Task details: Make an exact copy of all the data.

Data supplied:
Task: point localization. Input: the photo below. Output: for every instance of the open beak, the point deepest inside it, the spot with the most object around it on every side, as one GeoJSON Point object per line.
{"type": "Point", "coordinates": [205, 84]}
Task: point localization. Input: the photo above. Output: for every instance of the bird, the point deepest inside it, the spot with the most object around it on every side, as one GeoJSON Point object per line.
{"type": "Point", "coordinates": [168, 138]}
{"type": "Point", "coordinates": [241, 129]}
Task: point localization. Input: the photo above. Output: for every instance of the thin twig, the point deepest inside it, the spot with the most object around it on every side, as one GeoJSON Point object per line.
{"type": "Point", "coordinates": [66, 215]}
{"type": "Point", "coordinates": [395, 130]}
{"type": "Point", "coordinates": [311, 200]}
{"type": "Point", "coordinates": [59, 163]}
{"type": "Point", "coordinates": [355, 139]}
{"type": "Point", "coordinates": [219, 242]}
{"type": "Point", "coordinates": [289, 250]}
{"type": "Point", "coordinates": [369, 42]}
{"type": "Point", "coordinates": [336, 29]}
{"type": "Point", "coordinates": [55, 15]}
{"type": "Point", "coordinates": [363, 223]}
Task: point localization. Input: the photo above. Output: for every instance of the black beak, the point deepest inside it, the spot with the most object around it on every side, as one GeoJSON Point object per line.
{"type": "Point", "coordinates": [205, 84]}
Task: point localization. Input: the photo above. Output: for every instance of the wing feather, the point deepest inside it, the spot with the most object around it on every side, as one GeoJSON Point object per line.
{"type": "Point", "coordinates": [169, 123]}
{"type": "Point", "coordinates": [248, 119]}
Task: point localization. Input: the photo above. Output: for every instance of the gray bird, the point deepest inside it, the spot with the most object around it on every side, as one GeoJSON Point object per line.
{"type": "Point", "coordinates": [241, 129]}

Written reply:
Task: point localization. Input: the photo below. Output: for every instance of the open beak, the point deepest inside it, the spot with the most object around it on every side, as one GeoJSON Point object per line.
{"type": "Point", "coordinates": [205, 84]}
Task: point localization. Input: the photo above. Output: for every instance of the bird, the point deepest inside it, the spot with the most object around it on every side, as one GeoJSON Point object per line.
{"type": "Point", "coordinates": [168, 138]}
{"type": "Point", "coordinates": [241, 129]}
Task: point localization. Input: the photo above. Output: for every instance of the thin twig, the point deepest inside it, the spot with the most object around it on every side, as one GeoJSON Point object per line.
{"type": "Point", "coordinates": [66, 215]}
{"type": "Point", "coordinates": [395, 130]}
{"type": "Point", "coordinates": [311, 200]}
{"type": "Point", "coordinates": [59, 163]}
{"type": "Point", "coordinates": [355, 139]}
{"type": "Point", "coordinates": [219, 242]}
{"type": "Point", "coordinates": [289, 250]}
{"type": "Point", "coordinates": [369, 42]}
{"type": "Point", "coordinates": [336, 29]}
{"type": "Point", "coordinates": [55, 15]}
{"type": "Point", "coordinates": [363, 223]}
Task: point localization. Input: the photo above. Output: for every instance of the black beak, the point deepest inside it, the spot with the most object around it on every side, as one GeoJSON Point object per line.
{"type": "Point", "coordinates": [205, 84]}
Task: point localization. Input: the photo above. Output: for every instance of the wing feather, the point deepest inside it, the spot with the most object around it on every side, as one GeoJSON Point object per line.
{"type": "Point", "coordinates": [169, 123]}
{"type": "Point", "coordinates": [248, 119]}
Task: point localization. Input: the photo above. Output: for every instance of the gray bird, the point deepest inside it, the spot with the most object around it on every side, as one GeoJSON Point object per line.
{"type": "Point", "coordinates": [241, 129]}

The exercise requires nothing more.